Repeat all of the data precisely.

◆ Data for processing
- - - - - - -

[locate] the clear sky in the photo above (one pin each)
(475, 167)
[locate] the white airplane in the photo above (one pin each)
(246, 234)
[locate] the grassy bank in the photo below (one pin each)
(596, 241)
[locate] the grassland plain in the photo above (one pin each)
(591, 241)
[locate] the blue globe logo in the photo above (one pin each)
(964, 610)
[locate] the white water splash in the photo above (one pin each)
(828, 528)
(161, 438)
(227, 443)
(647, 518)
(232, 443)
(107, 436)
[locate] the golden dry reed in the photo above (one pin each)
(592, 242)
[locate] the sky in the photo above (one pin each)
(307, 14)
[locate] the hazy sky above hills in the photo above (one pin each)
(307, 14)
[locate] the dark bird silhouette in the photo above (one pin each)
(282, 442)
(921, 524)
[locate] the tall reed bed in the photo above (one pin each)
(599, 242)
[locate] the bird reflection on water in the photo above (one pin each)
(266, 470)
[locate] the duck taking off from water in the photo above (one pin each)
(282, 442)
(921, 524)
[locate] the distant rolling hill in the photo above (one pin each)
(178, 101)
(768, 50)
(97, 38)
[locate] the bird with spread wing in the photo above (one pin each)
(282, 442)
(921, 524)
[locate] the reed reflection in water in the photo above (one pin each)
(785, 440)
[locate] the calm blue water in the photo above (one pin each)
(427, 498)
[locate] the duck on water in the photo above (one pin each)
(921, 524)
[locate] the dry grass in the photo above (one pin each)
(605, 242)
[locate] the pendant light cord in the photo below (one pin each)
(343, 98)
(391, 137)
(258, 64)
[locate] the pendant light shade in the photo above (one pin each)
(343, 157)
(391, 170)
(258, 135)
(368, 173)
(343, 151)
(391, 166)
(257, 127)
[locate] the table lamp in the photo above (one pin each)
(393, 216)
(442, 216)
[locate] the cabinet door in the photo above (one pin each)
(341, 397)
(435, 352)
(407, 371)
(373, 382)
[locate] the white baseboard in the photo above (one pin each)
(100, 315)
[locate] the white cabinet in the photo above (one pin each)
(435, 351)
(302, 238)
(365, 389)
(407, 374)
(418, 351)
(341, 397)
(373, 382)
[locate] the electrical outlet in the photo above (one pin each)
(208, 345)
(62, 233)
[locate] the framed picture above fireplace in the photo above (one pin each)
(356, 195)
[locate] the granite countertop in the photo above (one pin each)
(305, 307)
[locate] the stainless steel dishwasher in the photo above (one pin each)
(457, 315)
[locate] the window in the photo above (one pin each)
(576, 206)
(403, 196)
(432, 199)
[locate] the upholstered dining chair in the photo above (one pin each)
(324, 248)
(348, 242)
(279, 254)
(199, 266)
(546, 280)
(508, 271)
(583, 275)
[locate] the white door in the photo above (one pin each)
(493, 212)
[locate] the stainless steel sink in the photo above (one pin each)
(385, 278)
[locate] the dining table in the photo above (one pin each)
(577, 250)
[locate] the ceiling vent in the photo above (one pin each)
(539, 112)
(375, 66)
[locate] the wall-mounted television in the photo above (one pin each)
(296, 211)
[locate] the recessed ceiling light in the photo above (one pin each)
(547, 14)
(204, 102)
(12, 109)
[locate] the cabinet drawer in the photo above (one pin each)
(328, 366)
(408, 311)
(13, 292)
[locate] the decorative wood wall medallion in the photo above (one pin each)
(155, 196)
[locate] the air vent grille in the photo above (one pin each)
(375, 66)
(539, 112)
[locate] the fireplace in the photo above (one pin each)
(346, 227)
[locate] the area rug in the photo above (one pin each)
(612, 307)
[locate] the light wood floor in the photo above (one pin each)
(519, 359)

- - - - - - -

◆ Answer in full
[locate] the clear sky in the photo above (one pin each)
(475, 167)
[locate] the white airplane in the photo above (one pin each)
(246, 234)
[locate] the grassy bank in the photo below (one pin each)
(596, 241)
[locate] the grassland plain in the photo above (one pin each)
(591, 241)
[locate] the blue globe logo in the photo above (one pin each)
(964, 610)
[locate] the white water splash in the photo above (one pin each)
(828, 528)
(161, 438)
(227, 443)
(647, 518)
(232, 443)
(107, 436)
[locate] the golden dry reed in the photo above (one pin each)
(592, 242)
[locate] the sky in the photo above (one pin each)
(307, 14)
[locate] the hazy sky above hills in the photo above (one pin each)
(307, 14)
[locate] the dark bird silhouette in the photo above (one pin each)
(282, 442)
(921, 524)
[locate] the tall reed bed in the photo above (one pin each)
(599, 242)
[locate] the bird reflection on water in the photo above (one pin each)
(266, 470)
[locate] the duck taking off from water in the photo above (one pin each)
(282, 442)
(921, 524)
[locate] the distant rolling hill in the photo above (one pin each)
(178, 101)
(768, 50)
(97, 38)
[locate] the bird with spread wing in the photo above (one pin each)
(282, 442)
(921, 524)
[locate] the reed reflection in water in the photo above (one pin each)
(785, 440)
[locate] the calm blue water in the photo above (one pin each)
(427, 498)
[locate] the duck on water in the photo above (one pin each)
(921, 524)
[locate] the dry grass in the photo above (one pin each)
(605, 242)
[locate] the pendant light cord in the photo below (one pin each)
(343, 98)
(391, 137)
(258, 64)
[locate] the pendant light shade in the photo above (one pin each)
(343, 157)
(391, 170)
(258, 135)
(368, 173)
(343, 151)
(391, 166)
(257, 127)
[locate] the table lamp in the photo above (one pin each)
(393, 216)
(442, 216)
[locate] the cabinet door in the photo above (one pin each)
(341, 397)
(435, 352)
(407, 371)
(373, 382)
[locate] the white baseboard in the photo above (one pin each)
(100, 315)
[locate] the white cabinet in the photo above (one pin each)
(435, 351)
(302, 238)
(365, 389)
(407, 374)
(418, 351)
(341, 397)
(373, 382)
[locate] the electrical outlet in the photo above (one pin each)
(208, 345)
(62, 233)
[locate] the framed picture above fireplace in the photo above (one pin each)
(356, 195)
[locate] the granite countertop in the photo above (one pin each)
(305, 307)
[locate] the stainless steel dishwasher in the photo above (one pin each)
(457, 315)
[locate] the window in the photo above (one pin each)
(576, 206)
(403, 196)
(432, 199)
[locate] the upholstered dining chair in the photo above (one pin each)
(324, 248)
(348, 242)
(279, 254)
(199, 266)
(546, 280)
(508, 271)
(583, 275)
[locate] the white door in the photo above (one pin each)
(493, 212)
[locate] the stainless steel sink in the photo above (one pin each)
(385, 278)
[locate] the dining table in the photo above (one pin each)
(577, 250)
[locate] the ceiling vent in the photo above (one pin each)
(539, 112)
(375, 66)
[locate] the wall-mounted television in the photo above (one pin each)
(296, 211)
[locate] the recessed ceiling light in the photo above (one pin each)
(547, 14)
(204, 102)
(12, 109)
[locate] the cabinet drawer in the photo above (one pin each)
(328, 366)
(408, 311)
(13, 292)
[locate] the decorative wood wall medallion in the photo above (one pin each)
(155, 196)
[locate] the air vent grille in the photo above (one pin each)
(375, 66)
(539, 112)
[locate] the fireplace in the photo above (one pin each)
(346, 227)
[locate] the area rug in the photo above (one pin each)
(612, 307)
[locate] the light wood floor in the photo above (one pin each)
(519, 359)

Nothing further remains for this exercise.